#### [Trecho do documento]

______________________________

O Ministério Público Federal (MPF) anunciou que vai tomar todas as providências cabíveis para impedir a transferência da demarcação de terras indígenas, da Fundação Nacional do Índio (Funai), para o Ministério da Agricultura. A mudança, feita por medida provisória assinada na última quarta-feira (19) pelo presidente Jair Bolsonaro, foi recebida com “perplexidade”, segundo o MPF. A Funai é vinculada hoje ao Ministério da Justiça e Segurança Pública.
Nessa quinta-feira (20), o presidente afirmou que quem decide sobre o assunto é ele e que não vai demarcar terra indígena por considerar que eles já têm áreas demais em suas mãos. “Quem decide na ponta da linha sou eu e eu assino decreto demarcatório. Eu não vou assinar nenhuma nova reserva indígena no Brasil”, afirmou em Guaratinguetá (SP).

______________________________

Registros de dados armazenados
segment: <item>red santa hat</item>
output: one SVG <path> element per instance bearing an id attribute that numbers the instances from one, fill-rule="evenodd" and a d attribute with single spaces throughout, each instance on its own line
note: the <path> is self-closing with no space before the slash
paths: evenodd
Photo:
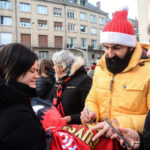
<path id="1" fill-rule="evenodd" d="M 104 27 L 101 33 L 101 43 L 119 44 L 135 47 L 136 38 L 132 24 L 127 20 L 128 8 L 116 11 L 113 19 Z"/>

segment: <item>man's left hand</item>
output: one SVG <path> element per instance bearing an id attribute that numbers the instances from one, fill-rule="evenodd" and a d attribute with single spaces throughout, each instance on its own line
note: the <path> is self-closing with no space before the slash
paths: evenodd
<path id="1" fill-rule="evenodd" d="M 70 122 L 71 121 L 71 116 L 66 116 L 61 118 L 61 120 L 65 120 L 66 122 Z"/>

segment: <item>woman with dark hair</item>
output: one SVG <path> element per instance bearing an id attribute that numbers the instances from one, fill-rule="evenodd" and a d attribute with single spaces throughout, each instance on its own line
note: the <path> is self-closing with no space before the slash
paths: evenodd
<path id="1" fill-rule="evenodd" d="M 32 110 L 37 55 L 21 44 L 0 49 L 0 149 L 45 150 L 46 135 Z"/>
<path id="2" fill-rule="evenodd" d="M 47 100 L 55 83 L 55 71 L 53 69 L 52 60 L 41 59 L 39 61 L 38 74 L 40 78 L 36 81 L 37 95 L 38 97 Z"/>

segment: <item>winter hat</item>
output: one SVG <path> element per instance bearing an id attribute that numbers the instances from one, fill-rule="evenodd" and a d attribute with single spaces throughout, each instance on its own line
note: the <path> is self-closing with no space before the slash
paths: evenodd
<path id="1" fill-rule="evenodd" d="M 100 42 L 135 47 L 136 38 L 133 26 L 127 20 L 127 16 L 128 7 L 116 11 L 113 19 L 104 27 Z"/>

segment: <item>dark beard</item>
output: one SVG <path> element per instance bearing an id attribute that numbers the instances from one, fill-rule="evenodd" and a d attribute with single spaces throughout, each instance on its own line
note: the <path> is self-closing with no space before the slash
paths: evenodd
<path id="1" fill-rule="evenodd" d="M 133 51 L 130 51 L 130 48 L 128 48 L 123 58 L 119 58 L 118 56 L 114 56 L 113 58 L 105 57 L 107 69 L 113 74 L 122 72 L 128 66 Z"/>

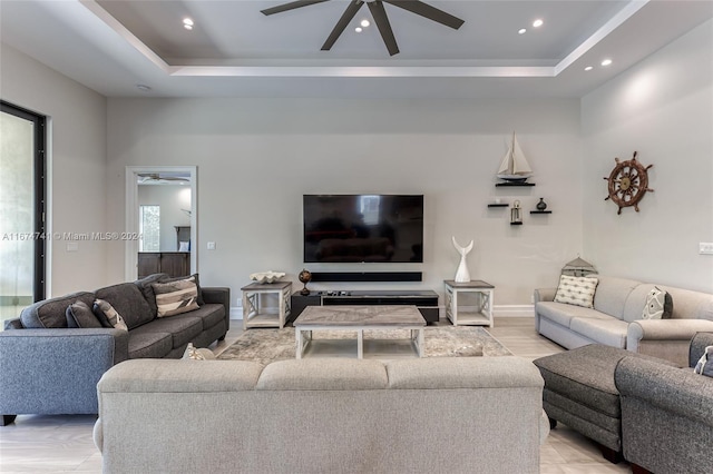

______________________________

#### [Exercícios]
1. Reproduza a parte do trecho sobre a demarcação de terras indígenas que vai de "O Ministério Público" até "em Guaratinguetá (SP).", incluindo essas palavras.
2. Segundo o trecho sobre a demarcação de terras indígenas, a qual ministério a Funai está vinculada hoje?
Este material é independente e não faz parte do trecho.

#### [Respostas escritas]
1.
O Ministério Público Federal (MPF) anunciou que vai tomar todas as providências cabíveis para impedir a transferência da demarcação de terras indígenas, da Fundação Nacional do Índio (Funai), para o Ministério da Agricultura. A mudança, feita por medida provisória assinada na última quarta-feira (19) pelo presidente Jair Bolsonaro, foi recebida com “perplexidade”, segundo o MPF. A Funai é vinculada hoje ao Ministério da Justiça e Segurança Pública.
Nessa quinta-feira (20), o presidente afirmou que quem decide sobre o assunto é ele e que não vai demarcar terra indígena por considerar que eles já têm áreas demais em suas mãos. “Quem decide na ponta da linha sou eu e eu assino decreto demarcatório. Eu não vou assinar nenhuma nova reserva indígena no Brasil”, afirmou em Guaratinguetá (SP).

2. Ao Ministério da Justiça e Segurança Pública.